▸ **Yapmanız gerekenler**:
#1 Verilen metne göre aşağıdaki soruları yanıtlayın:
(a) Olumsuzluklara hangi zaman dilimi içinde şahit olunduğu söyleniyor?
(b) Dilara hangi yarışmada birinci olmuş?
(c) Dilara'nın annesi nasıl tanımlanıyor?
#2 Verilen metindeki "Son bir haftada" sözcüklerini içeren yerle açılıp "farkında bile değil." ile kapanan bölümü hiç değiştirmeden yineleyin.
======== Verilen metin
“Sıkıntı içinde doğurduk rehavet içinde öldürüyoruz!”

Abone Ol

Son bir haftada geleceğimiz ve toplumumuz adına birçok olumsuz şeylere hep birlikte şahit olduk. Bazılarımız bu olumsuzluklara bilerek şahit olurken bazılarımız ise günlük duyarsızlaşmasının etkisiyle birlikte şahit olduğunun farkında bile değil.

Siz sormadan ben size söyleyeyim: İlk örneğimiz; mankenlik ve güzellik yarışması Miss Fashion’un 1.’si olan 19 yaşındaki Dilara. “Ne var bunda” dediğinizi duyar gibiyim. Şöyle ki; bu genç kızımız tesettürlü bir annenin kızı olup mutaassıp bir aileye mensup. Ailesinin “görsel muhafazakârlık” noktasında bir eksiği yok; lakin 19 yaşındaki Dilara’nın güzellik podyumlarında boy göstermesi aile ile çocuklar arasındaki kopukluğun canlı örneğidir. “Ben söylemiştim” ukalalığı yapmak istemem lakin yazılarımı takip edenleriniz bilir, bu gibi uyuşmazlıkların ailelerin içerisine gireceğini defaatle yazdım, haykırdım ve ilgili kurumlara yalvardım.
================
======== Kayıtlar
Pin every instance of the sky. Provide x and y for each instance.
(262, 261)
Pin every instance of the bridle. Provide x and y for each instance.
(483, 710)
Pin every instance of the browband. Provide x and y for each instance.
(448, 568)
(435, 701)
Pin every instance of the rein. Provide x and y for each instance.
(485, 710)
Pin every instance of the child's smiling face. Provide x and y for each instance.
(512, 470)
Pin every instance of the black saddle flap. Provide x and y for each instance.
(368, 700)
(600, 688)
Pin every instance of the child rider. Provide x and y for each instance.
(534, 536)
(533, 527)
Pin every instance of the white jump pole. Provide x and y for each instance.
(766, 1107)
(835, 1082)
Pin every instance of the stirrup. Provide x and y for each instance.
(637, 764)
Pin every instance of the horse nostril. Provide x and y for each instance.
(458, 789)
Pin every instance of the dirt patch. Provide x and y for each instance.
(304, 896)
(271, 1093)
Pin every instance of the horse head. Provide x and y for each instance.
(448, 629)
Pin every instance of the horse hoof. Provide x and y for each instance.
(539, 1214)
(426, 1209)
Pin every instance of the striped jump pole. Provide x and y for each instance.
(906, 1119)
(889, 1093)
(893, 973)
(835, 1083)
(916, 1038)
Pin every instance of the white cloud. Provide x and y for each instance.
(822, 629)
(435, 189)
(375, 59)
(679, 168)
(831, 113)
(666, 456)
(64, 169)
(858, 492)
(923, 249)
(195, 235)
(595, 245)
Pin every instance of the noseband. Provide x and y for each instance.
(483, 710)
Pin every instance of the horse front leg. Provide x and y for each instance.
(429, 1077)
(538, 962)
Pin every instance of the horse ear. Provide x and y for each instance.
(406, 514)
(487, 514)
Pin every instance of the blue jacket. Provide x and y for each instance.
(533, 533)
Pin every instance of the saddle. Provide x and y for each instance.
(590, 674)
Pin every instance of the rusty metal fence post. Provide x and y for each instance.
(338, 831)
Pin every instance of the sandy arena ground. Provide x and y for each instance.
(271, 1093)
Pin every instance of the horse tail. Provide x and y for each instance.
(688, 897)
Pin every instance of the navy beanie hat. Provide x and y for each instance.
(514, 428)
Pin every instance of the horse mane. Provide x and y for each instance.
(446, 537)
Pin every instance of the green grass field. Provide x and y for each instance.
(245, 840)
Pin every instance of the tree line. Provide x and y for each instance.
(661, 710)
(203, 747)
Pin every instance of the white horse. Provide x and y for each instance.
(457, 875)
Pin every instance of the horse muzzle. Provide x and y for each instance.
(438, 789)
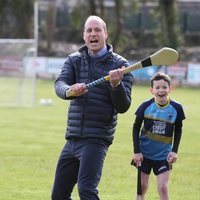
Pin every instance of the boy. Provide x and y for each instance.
(161, 118)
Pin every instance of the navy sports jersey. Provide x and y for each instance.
(158, 127)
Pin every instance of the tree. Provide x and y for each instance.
(16, 18)
(169, 27)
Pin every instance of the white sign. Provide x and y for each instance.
(193, 73)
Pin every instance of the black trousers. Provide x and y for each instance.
(81, 161)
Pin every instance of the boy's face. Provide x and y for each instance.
(94, 35)
(160, 90)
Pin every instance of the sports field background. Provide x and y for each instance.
(32, 138)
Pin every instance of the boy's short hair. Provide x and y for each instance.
(160, 76)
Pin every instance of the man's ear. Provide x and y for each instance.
(151, 90)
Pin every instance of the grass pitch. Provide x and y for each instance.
(32, 138)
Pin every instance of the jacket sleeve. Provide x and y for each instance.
(65, 79)
(121, 95)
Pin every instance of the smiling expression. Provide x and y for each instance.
(95, 34)
(160, 90)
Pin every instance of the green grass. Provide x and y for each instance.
(32, 138)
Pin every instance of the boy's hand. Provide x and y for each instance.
(172, 157)
(137, 159)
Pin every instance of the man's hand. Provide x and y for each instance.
(116, 76)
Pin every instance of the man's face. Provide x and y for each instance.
(94, 35)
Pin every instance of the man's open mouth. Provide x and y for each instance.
(93, 41)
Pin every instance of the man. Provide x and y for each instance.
(92, 115)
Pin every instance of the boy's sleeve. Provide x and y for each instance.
(135, 133)
(177, 136)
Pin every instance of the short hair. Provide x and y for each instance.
(95, 17)
(160, 76)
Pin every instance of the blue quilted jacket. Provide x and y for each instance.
(94, 114)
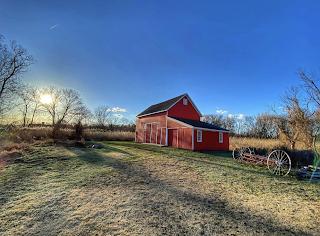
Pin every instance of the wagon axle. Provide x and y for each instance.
(278, 161)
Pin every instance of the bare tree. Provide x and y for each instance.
(103, 115)
(297, 123)
(66, 105)
(214, 119)
(14, 61)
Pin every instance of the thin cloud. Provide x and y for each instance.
(54, 26)
(118, 109)
(221, 111)
(236, 116)
(118, 115)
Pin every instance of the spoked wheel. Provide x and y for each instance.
(279, 162)
(238, 153)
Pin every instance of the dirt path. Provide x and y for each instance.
(149, 196)
(157, 197)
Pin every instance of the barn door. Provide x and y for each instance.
(148, 133)
(172, 138)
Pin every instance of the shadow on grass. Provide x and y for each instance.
(131, 176)
(205, 157)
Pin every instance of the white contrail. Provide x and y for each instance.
(54, 26)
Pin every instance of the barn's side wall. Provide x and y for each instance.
(155, 131)
(179, 135)
(210, 141)
(184, 111)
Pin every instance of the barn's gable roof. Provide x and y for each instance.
(165, 106)
(198, 124)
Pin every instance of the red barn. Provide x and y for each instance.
(176, 123)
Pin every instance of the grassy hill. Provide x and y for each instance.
(126, 188)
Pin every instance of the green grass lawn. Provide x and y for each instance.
(126, 188)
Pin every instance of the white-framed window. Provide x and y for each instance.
(199, 136)
(185, 101)
(220, 137)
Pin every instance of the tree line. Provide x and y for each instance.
(298, 119)
(24, 104)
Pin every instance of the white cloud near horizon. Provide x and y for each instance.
(118, 109)
(54, 26)
(118, 115)
(221, 111)
(237, 116)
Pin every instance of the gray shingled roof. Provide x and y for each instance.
(163, 106)
(199, 124)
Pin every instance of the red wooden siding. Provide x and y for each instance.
(184, 111)
(146, 128)
(172, 137)
(210, 141)
(159, 129)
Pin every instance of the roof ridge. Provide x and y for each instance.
(162, 106)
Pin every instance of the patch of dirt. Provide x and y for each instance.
(6, 157)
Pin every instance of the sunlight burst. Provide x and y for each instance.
(46, 99)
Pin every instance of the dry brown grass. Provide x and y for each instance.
(98, 135)
(299, 156)
(257, 143)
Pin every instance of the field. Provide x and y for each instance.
(126, 188)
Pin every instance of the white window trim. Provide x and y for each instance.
(185, 101)
(220, 137)
(199, 136)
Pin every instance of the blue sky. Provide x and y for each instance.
(234, 56)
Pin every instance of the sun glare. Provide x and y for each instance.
(46, 99)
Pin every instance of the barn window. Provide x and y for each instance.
(220, 137)
(199, 136)
(185, 101)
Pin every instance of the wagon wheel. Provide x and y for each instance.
(237, 153)
(279, 162)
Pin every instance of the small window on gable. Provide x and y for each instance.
(220, 137)
(185, 101)
(199, 136)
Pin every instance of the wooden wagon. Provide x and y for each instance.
(278, 161)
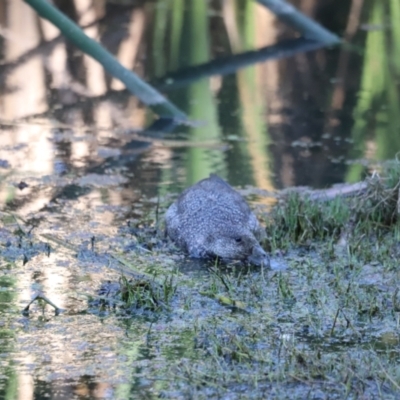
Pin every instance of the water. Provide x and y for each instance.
(81, 145)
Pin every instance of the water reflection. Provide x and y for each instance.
(314, 119)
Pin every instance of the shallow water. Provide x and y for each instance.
(83, 149)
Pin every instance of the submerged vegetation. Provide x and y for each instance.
(322, 323)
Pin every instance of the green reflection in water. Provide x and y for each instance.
(377, 116)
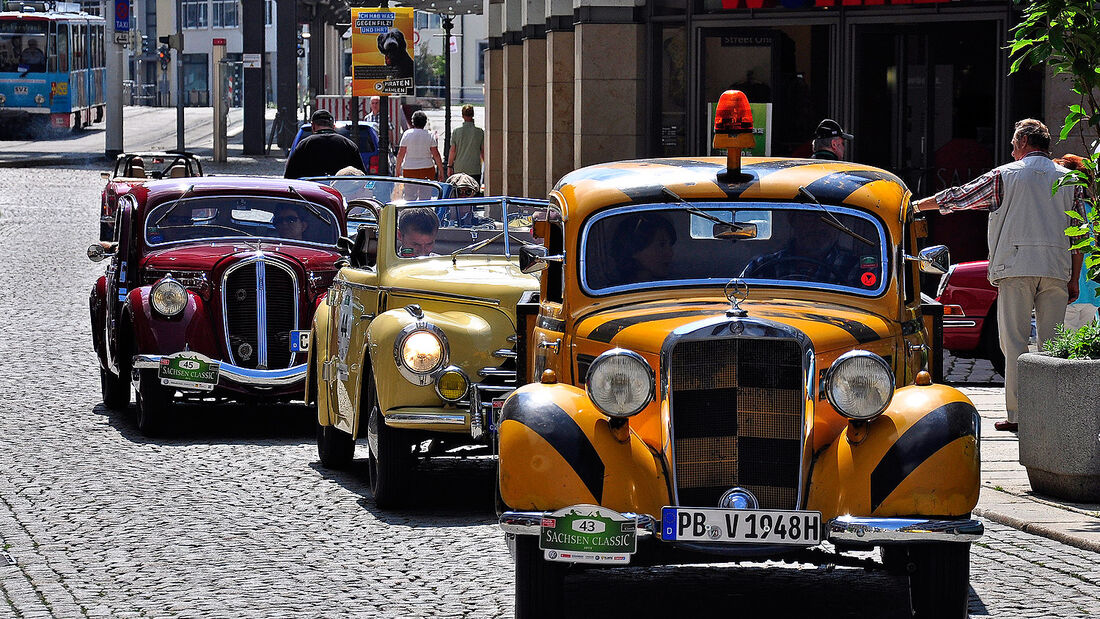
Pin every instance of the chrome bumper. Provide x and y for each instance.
(239, 375)
(846, 529)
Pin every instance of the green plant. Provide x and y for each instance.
(1079, 343)
(1065, 36)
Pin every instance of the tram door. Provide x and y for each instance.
(925, 108)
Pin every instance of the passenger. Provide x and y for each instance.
(647, 240)
(290, 224)
(416, 232)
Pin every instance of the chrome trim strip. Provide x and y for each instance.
(739, 328)
(426, 418)
(901, 530)
(240, 375)
(529, 522)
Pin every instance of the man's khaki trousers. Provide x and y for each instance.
(1015, 299)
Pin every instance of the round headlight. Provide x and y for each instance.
(421, 352)
(859, 385)
(619, 383)
(452, 385)
(168, 297)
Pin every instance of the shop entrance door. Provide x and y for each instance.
(925, 107)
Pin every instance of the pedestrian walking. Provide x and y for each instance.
(1030, 261)
(831, 141)
(468, 146)
(323, 152)
(418, 155)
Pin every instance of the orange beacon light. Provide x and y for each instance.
(733, 131)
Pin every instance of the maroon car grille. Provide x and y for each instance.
(737, 413)
(261, 310)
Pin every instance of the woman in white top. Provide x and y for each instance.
(418, 156)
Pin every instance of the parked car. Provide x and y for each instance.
(727, 365)
(969, 305)
(210, 288)
(367, 141)
(416, 340)
(135, 168)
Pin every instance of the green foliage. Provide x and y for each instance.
(1065, 36)
(1079, 343)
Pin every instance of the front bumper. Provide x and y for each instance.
(241, 376)
(844, 530)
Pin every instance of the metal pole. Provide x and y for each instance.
(448, 25)
(179, 76)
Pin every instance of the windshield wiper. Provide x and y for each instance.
(174, 205)
(312, 209)
(832, 218)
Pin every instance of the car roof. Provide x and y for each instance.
(695, 178)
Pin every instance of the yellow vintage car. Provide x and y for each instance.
(417, 336)
(727, 364)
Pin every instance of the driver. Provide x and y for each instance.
(290, 224)
(416, 232)
(812, 254)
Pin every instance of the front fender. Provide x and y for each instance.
(920, 457)
(471, 336)
(318, 350)
(557, 450)
(156, 334)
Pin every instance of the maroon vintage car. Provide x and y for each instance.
(211, 288)
(969, 305)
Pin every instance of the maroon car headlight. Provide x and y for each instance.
(168, 297)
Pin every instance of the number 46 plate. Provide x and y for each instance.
(741, 526)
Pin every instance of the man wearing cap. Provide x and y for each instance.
(829, 141)
(323, 152)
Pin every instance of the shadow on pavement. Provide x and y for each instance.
(190, 423)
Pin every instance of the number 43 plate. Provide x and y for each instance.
(741, 526)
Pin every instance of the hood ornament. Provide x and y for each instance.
(736, 290)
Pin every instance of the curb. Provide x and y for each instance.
(1037, 529)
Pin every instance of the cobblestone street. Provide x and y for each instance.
(231, 515)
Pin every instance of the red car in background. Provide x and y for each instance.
(969, 305)
(210, 290)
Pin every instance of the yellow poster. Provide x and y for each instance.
(382, 52)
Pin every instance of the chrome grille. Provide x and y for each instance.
(737, 408)
(260, 302)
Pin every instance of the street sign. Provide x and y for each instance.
(121, 17)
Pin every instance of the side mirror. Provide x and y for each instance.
(98, 253)
(734, 231)
(934, 260)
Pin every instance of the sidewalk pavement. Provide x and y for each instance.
(1005, 494)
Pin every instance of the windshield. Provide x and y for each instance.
(469, 227)
(792, 245)
(22, 45)
(221, 217)
(383, 190)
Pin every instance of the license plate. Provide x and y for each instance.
(587, 533)
(189, 371)
(741, 526)
(299, 341)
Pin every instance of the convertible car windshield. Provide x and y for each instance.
(474, 227)
(240, 217)
(787, 244)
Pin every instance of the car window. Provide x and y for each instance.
(474, 227)
(240, 217)
(789, 244)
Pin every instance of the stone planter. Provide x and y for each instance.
(1059, 424)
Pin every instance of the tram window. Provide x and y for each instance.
(63, 47)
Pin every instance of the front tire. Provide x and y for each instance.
(154, 402)
(939, 579)
(539, 583)
(391, 460)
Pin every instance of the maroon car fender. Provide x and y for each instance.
(156, 334)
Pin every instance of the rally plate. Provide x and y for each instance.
(741, 526)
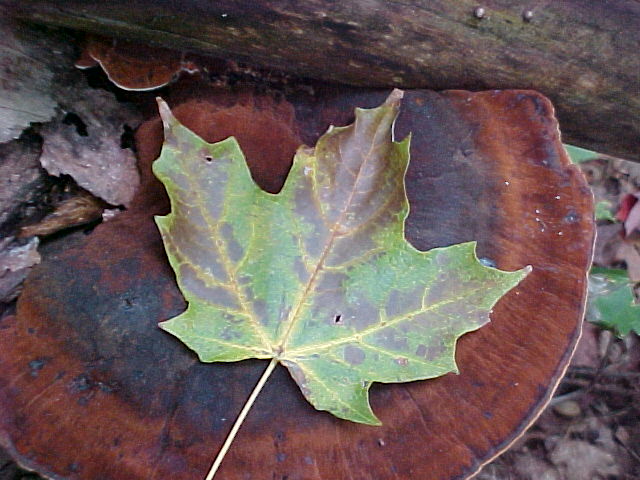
================
▸ **Cevap listesi**:
#1
(a) Son bir haftada.
(b) Mankenlik ve güzellik yarışması Miss Fashion'da.
(c) Tesettürlü bir anne olarak.

#2
Son bir haftada geleceğimiz ve toplumumuz adına birçok olumsuz şeylere hep birlikte şahit olduk. Bazılarımız bu olumsuzluklara bilerek şahit olurken bazılarımız ise günlük duyarsızlaşmasının etkisiyle birlikte şahit olduğunun farkında bile değil.